## WRITTEN INSTRUCTION
Please pick out every line in the records below that contains the string "wall", matching case exactly, and copy each of those lines in full.

[Records]
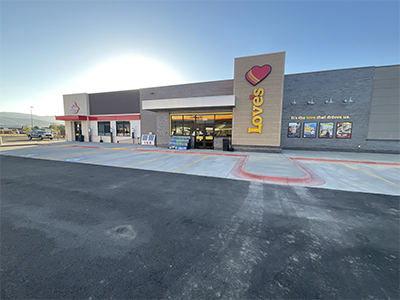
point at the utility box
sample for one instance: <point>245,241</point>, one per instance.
<point>225,144</point>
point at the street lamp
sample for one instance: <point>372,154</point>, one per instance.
<point>31,118</point>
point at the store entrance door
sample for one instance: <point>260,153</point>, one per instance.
<point>205,136</point>
<point>77,130</point>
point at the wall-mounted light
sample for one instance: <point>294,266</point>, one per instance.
<point>348,101</point>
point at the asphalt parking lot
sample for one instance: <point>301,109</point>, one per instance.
<point>358,172</point>
<point>74,228</point>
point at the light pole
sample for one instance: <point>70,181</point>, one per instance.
<point>31,118</point>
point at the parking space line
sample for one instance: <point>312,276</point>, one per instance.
<point>150,160</point>
<point>191,163</point>
<point>369,174</point>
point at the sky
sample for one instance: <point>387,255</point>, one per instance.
<point>52,48</point>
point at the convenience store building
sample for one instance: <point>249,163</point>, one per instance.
<point>261,109</point>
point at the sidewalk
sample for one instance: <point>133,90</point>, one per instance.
<point>335,170</point>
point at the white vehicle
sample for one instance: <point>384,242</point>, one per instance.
<point>40,134</point>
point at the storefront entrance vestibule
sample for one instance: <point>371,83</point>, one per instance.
<point>77,130</point>
<point>203,127</point>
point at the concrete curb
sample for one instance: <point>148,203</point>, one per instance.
<point>346,161</point>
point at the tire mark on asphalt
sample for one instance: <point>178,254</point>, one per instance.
<point>231,277</point>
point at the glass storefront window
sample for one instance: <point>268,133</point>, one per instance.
<point>177,125</point>
<point>223,125</point>
<point>190,124</point>
<point>103,128</point>
<point>123,128</point>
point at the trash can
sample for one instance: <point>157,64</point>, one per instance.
<point>225,144</point>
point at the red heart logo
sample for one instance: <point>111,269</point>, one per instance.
<point>256,74</point>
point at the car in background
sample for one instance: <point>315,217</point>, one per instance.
<point>40,134</point>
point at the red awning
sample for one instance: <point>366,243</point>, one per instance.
<point>71,118</point>
<point>114,117</point>
<point>98,118</point>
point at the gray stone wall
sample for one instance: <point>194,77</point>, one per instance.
<point>202,89</point>
<point>339,85</point>
<point>384,120</point>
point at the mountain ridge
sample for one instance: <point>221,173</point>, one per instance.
<point>16,119</point>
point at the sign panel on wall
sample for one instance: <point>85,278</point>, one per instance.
<point>258,88</point>
<point>343,130</point>
<point>294,129</point>
<point>310,130</point>
<point>326,130</point>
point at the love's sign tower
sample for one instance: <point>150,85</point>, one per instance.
<point>258,87</point>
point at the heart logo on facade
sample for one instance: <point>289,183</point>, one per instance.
<point>74,108</point>
<point>256,74</point>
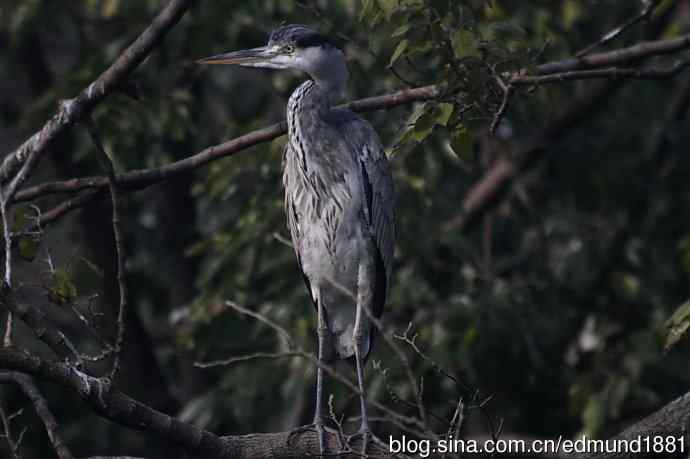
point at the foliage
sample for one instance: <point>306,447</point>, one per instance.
<point>555,304</point>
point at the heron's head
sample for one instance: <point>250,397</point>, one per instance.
<point>295,47</point>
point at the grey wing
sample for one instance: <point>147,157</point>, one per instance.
<point>378,187</point>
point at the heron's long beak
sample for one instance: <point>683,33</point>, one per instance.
<point>255,57</point>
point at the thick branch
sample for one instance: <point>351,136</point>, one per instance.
<point>41,407</point>
<point>73,110</point>
<point>617,57</point>
<point>671,420</point>
<point>110,403</point>
<point>139,179</point>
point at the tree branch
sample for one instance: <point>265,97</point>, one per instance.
<point>109,402</point>
<point>41,407</point>
<point>620,56</point>
<point>670,420</point>
<point>73,110</point>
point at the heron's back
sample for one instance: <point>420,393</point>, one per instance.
<point>328,201</point>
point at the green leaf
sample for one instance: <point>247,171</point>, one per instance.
<point>594,415</point>
<point>388,7</point>
<point>462,143</point>
<point>62,290</point>
<point>677,325</point>
<point>402,30</point>
<point>445,112</point>
<point>572,11</point>
<point>399,50</point>
<point>465,44</point>
<point>28,248</point>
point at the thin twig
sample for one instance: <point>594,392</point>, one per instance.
<point>609,73</point>
<point>107,163</point>
<point>647,9</point>
<point>74,109</point>
<point>13,443</point>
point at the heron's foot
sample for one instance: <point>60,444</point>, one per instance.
<point>318,427</point>
<point>366,437</point>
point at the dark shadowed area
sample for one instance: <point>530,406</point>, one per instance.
<point>540,280</point>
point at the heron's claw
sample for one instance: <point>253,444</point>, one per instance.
<point>365,434</point>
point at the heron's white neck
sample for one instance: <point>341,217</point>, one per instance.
<point>329,71</point>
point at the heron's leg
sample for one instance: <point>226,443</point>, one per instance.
<point>323,338</point>
<point>364,429</point>
<point>359,338</point>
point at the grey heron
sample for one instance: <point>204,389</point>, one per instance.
<point>339,201</point>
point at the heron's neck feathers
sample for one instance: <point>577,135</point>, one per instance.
<point>330,75</point>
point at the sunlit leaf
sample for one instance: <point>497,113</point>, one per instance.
<point>677,325</point>
<point>399,50</point>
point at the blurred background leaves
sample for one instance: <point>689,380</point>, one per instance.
<point>556,304</point>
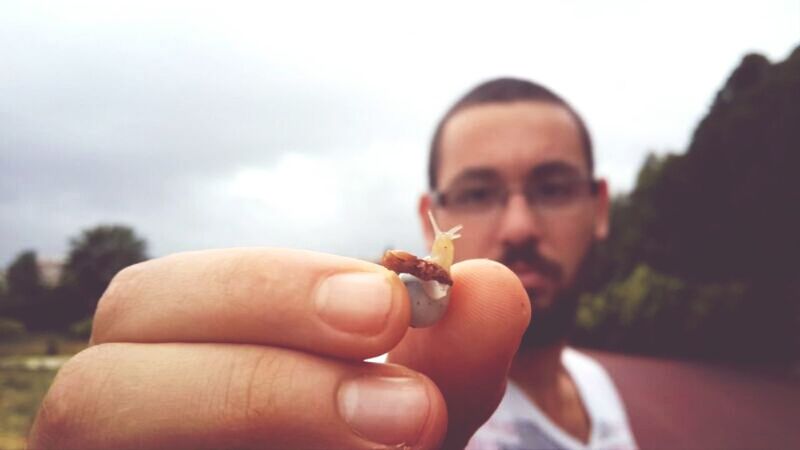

## EXERCISE ANSWER
point at the wall-mounted light
point at the gray stone wall
point at the sign panel on wall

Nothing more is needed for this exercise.